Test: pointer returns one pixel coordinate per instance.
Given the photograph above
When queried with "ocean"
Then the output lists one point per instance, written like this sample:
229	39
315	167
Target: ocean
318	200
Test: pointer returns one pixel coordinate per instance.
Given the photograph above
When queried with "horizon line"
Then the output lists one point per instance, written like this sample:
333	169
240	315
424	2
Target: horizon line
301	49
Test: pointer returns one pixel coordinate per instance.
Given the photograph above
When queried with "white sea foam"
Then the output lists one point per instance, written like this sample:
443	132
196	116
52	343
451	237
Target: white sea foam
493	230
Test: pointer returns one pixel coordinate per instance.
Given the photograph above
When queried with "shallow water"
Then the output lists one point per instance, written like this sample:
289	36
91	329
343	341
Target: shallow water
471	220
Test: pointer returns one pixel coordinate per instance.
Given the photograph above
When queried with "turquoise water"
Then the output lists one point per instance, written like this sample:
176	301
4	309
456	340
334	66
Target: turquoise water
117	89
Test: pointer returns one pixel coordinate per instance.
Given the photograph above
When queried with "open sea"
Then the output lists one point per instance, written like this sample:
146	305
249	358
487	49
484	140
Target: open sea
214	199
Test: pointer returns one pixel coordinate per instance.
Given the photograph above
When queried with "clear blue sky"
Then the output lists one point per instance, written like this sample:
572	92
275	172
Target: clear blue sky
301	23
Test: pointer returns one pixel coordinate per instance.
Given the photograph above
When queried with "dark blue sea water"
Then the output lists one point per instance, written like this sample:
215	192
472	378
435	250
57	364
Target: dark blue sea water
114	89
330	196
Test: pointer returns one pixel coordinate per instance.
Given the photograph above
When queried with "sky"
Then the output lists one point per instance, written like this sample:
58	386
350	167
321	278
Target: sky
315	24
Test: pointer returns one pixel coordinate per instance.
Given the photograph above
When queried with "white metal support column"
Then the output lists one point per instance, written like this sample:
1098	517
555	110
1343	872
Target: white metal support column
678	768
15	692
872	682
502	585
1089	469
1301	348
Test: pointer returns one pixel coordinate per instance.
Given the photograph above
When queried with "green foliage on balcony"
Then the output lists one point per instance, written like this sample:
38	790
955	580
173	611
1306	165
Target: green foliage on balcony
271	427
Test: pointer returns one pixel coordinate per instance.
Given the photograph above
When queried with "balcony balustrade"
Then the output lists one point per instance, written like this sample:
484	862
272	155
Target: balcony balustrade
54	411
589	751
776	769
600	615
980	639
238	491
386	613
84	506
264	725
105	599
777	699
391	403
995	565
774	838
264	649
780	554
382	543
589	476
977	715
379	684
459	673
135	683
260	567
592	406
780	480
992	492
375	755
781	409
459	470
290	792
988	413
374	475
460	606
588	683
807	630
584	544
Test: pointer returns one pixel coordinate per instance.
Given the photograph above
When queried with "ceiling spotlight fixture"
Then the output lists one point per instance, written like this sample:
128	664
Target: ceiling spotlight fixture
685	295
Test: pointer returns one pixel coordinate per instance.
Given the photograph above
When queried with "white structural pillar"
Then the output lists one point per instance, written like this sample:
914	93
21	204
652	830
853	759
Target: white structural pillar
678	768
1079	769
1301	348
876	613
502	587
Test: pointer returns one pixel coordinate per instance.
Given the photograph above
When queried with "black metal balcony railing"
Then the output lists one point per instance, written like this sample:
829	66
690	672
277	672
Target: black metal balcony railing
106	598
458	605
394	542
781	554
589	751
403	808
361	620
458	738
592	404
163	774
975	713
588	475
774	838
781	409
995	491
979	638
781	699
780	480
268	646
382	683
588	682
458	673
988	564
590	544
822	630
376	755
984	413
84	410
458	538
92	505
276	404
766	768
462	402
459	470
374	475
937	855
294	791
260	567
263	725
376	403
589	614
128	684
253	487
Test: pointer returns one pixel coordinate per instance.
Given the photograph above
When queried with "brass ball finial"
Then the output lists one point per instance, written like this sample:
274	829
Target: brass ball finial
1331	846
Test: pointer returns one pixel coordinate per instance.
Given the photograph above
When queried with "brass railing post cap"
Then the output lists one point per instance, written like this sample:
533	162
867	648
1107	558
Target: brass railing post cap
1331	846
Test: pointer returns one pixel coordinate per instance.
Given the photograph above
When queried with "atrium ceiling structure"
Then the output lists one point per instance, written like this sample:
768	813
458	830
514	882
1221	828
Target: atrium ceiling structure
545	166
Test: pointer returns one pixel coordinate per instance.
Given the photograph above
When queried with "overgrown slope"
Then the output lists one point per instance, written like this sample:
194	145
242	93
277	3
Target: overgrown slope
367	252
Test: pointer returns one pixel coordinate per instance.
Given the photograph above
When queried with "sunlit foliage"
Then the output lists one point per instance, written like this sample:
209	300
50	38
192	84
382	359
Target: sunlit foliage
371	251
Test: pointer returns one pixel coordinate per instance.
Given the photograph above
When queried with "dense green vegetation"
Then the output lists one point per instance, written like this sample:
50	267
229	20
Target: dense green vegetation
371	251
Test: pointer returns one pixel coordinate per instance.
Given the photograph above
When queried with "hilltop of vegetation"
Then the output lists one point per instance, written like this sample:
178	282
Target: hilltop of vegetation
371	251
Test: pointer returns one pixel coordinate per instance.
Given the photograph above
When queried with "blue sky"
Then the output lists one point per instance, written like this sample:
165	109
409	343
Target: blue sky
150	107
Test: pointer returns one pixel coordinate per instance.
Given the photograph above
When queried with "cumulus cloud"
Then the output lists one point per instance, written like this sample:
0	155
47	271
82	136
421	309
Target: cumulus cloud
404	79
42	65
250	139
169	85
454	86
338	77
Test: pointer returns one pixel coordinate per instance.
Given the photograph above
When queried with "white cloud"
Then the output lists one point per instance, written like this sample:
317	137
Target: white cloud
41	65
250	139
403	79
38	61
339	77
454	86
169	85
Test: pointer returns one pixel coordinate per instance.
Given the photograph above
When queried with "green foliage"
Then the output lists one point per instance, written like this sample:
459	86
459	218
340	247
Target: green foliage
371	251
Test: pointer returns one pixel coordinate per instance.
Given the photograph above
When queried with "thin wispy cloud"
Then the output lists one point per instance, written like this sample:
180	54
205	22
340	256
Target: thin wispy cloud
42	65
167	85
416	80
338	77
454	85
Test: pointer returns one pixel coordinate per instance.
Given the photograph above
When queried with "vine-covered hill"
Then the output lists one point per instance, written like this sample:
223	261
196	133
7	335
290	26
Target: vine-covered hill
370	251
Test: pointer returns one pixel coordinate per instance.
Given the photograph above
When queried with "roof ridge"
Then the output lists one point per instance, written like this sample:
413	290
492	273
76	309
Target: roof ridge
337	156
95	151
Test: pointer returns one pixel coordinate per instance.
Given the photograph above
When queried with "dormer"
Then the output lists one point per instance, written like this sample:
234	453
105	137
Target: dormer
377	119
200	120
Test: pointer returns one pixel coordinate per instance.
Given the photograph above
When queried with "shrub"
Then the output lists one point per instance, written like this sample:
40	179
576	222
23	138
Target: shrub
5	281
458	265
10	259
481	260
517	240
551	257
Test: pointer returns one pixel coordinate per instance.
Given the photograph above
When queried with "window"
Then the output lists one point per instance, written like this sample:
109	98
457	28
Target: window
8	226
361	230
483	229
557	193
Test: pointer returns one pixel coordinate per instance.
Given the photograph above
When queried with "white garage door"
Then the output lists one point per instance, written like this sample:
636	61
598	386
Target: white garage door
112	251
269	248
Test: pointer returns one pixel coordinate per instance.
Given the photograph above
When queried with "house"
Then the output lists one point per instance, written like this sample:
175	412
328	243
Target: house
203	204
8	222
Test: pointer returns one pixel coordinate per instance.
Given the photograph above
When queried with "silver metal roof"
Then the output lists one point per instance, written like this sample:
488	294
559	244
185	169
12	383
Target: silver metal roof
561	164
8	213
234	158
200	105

What is being asked =
Transcribe the material exactly as it reads.

The completed task =
Test: pointer returns one pixel coordinate per instance.
Given the photograph above
When queried with "ocean"
Then the output lists one point per instance, written like this sample:
229	39
315	167
Target: ocean
318	200
Test: pointer returns one pixel coordinate per instance.
Given the photograph above
When queried with "horizon line"
Then the output lists one point per instance, written like this sample:
333	169
240	315
424	2
Target: horizon line
301	49
Test: pointer returns one pixel coordinate per instance.
Given the photograph above
When queried with "white sea foam"
Then the output lists one point per instance, written like this sample:
443	132
196	116
52	343
451	237
Target: white sea foam
493	230
Test: pointer returns one pixel coordinate per instance.
Given the photograph above
When queried with "shallow water"
Then the output lists one point per instance, written like this sample:
289	36
91	329
343	341
Target: shallow water
471	220
Test: pointer returns one pixel coordinate per instance.
Given the photograph above
When queried with "turquoise water"
Then the output lists one point per instance, written like this sample:
176	301
4	309
456	340
334	66
Target: turquoise water
117	89
Test: pointer returns one pixel coordinate per instance.
Given the photograph above
When queried with "open sea"
Then the output lists one point per instance, written like this sample:
146	305
249	358
487	49
484	140
Target: open sea
214	199
Test: pointer returns one pixel coordinate per instance.
Given the photograph above
When queried with "clear blue sky"
Then the output lists one point per instance, written like this sample:
572	92
275	172
Target: clear blue sky
301	23
Test: pointer returns one pixel coordinate per instance.
Given the photograph above
When queried with "dark blue sea water"
Then the output lists one point per instance, written like this sample:
215	192
472	378
435	250
57	364
Target: dark blue sea water
114	89
330	196
Test: pointer returns one pixel coordinate per instance.
Given the photograph above
When queried with "sky"
Then the output lists one point per instance, written like this sample:
58	386
350	167
321	278
Target: sky
315	24
Test: pointer returns one pixel coordinate per instance.
Given the photograph above
When queried with "white metal support column"
Then the output lists one point per instance, written like this sample:
1098	517
555	110
1343	872
Target: white metal support column
678	768
15	692
872	682
502	585
1089	469
1301	348
Test: pointer returns one pixel coordinate per instance.
Given the photograph above
When queried with "green foliage on balcony"
Then the output lists one point per instance, written like this sample:
38	790
955	580
173	611
1306	165
Target: green foliage on balcony
271	427
Test: pointer returns one pixel coordinate per instance.
Given the photograph above
When queried with "balcony balustrade"
Then the output lists one point per instance, written like this sample:
484	862
272	155
Target: balcony balustrade
54	411
589	751
776	769
600	615
980	639
238	491
386	613
84	506
264	725
105	599
777	699
391	403
995	565
774	838
264	649
780	554
382	543
589	476
977	715
379	684
459	673
135	683
260	567
592	406
780	480
992	492
375	755
781	409
459	470
290	792
988	413
374	475
460	606
588	683
807	630
584	544
Test: pointer returns one pixel coordinate per instance.
Given the photograph above
When queried with "ceiling spotlight fixture"
Then the output lists one point per instance, written like this sample:
128	664
Target: ceiling spotlight fixture
685	295
Test: pointer returns one pixel coordinate per instance.
Given the photograph above
When queried with "white structural pillar"
Then the output lists one point per instance, written like this sample:
914	93
21	204
652	830
853	759
Target: white structural pillar
678	768
1079	769
1301	348
876	613
502	587
Test: pointer returns one pixel coordinate per instance.
Given the photograph above
When queried with "black metal balcony railing"
Then the output lists one point per instance, written like this sample:
829	66
690	672
277	672
Target: black metal balcony railing
106	598
458	605
394	542
781	554
589	751
403	808
361	620
458	738
592	404
163	774
975	713
588	475
774	838
781	409
995	491
979	638
781	699
780	480
268	646
382	683
588	682
458	673
988	564
590	544
822	630
376	755
984	413
84	410
458	538
92	505
276	404
766	768
462	402
459	470
374	475
937	855
294	791
260	567
263	725
376	403
589	614
128	684
253	487
Test: pointer returns one pixel coordinate per instance.
Given the photograph above
When queried with "brass ball finial"
Then the output lists one point per instance, written like this sample:
274	829
Target: brass ball finial
1331	846
Test: pointer returns one pixel coordinate per instance.
Given the photograph above
When queried with "brass railing post cap"
Then the output lists one point per instance, written like this sample:
533	162
867	648
1107	558
Target: brass railing post cap
1331	846
Test: pointer returns one pixel coordinate per instance.
Given the photograph above
When queried with "atrium ceiling structure"
Then the output lists one point per instance, written like this sample:
768	813
458	830
514	882
1221	828
Target: atrium ceiling structure
545	166
Test: pointer returns one pixel coordinate per instance.
Given the photograph above
When queried with "overgrown slope"
Then the output lists one point per instance, written like this sample:
194	145
242	93
277	3
Target: overgrown slope
367	252
Test: pointer returns one pixel coordinate per instance.
Given the photograph above
When queried with "sunlit foliage"
Then the output lists one point per instance, written like this sample:
209	300
50	38
192	84
382	359
Target: sunlit foliage
371	251
Test: pointer returns one pixel coordinate per instance.
Given the photograph above
When queried with "dense green vegetation"
Then the output lists one point per instance, written like this sample:
50	267
229	20
Target: dense green vegetation
371	251
Test: pointer returns one pixel coordinate per instance.
Given the photograph above
When queried with "hilltop of vegetation"
Then the output lists one point per instance, written like this sample:
178	282
Target: hilltop of vegetation
371	251
Test: pointer returns one pixel coordinate per instance.
Given the photograph above
When queried with "blue sky"
Then the output lists one point per instance, written like this sample:
165	109
409	343
Target: blue sky
150	107
Test: pointer returns one pixel coordinate per instance.
Given the photograph above
When queried with "cumulus cloud"
Then the output lists one point per instance, written like this sample:
0	155
47	271
82	136
421	309
Target: cumulus cloud
404	79
42	65
250	139
169	85
454	86
338	77
Test: pointer returns one pixel coordinate per instance.
Given the photograph above
When queried with "white cloud"
Then the output lists one point per instance, written like this sample:
317	137
Target: white cloud
41	65
250	139
403	79
38	61
339	77
454	86
169	85
Test: pointer returns one pixel coordinate per instance.
Given the photograph above
When queried with "green foliage"
Then the output lists one point per instance, written like this sample:
459	86
459	218
340	247
Target: green foliage
371	251
Test: pointer returns one pixel coordinate per instance.
Given the photograph above
When queried with "thin wispy cloud"
Then the output lists one point per instance, written like this sample:
180	54
205	22
340	256
Target: thin wispy cloud
42	65
167	85
416	80
338	77
454	85
Test: pointer returns one pixel coordinate per instance.
Given the photograph above
When queried with "vine-covered hill"
Then the output lists one point per instance, written like this sample:
223	261
196	133
7	335
290	26
Target: vine-covered hill
370	251
Test: pointer returns one pixel coordinate per instance.
Given the photograph above
When queried with "roof ridge"
Then the output lists one point per instance, written like this sample:
413	290
492	273
76	309
Target: roof ridge
337	156
95	151
Test: pointer returns one pixel coordinate per instance.
Given the photograph above
When queried with "dormer"
Then the output lists one point per instance, written like this sample:
234	453
105	137
Target: dormer
377	119
200	120
Test: pointer returns one pixel coordinate per instance.
Given the photograph above
When queried with "shrub"
Then the output lists one point per instance, written like this sample:
40	179
576	222
23	138
Target: shrub
5	281
458	265
10	259
481	260
517	240
551	257
Test: pointer returns one pixel coordinate per instance.
Given the photograph above
When queried with "window"
Then the output lists one point per instance, written like this sample:
109	98
457	28
Target: window
8	226
361	230
483	229
557	193
Test: pointer returns one pixel coordinate per instance.
Given the photograph above
When queried with "white garage door"
Then the output lists one point per instance, written like this sample:
636	61
598	386
Target: white garage door
112	251
269	248
Test: pointer returns one pixel coordinate per instance.
Given the photograph above
When queried with "house"
Then the output lists one point per instance, written like this sample:
175	412
328	243
Target: house
203	204
8	222
Test: pointer returns one pixel coordinate per instance.
Given the photograph above
When queried with "silver metal roof"
Then the output lists one point per instance, written like this sample:
488	294
559	244
185	169
12	383
Target: silver metal roof
561	164
8	213
234	158
200	105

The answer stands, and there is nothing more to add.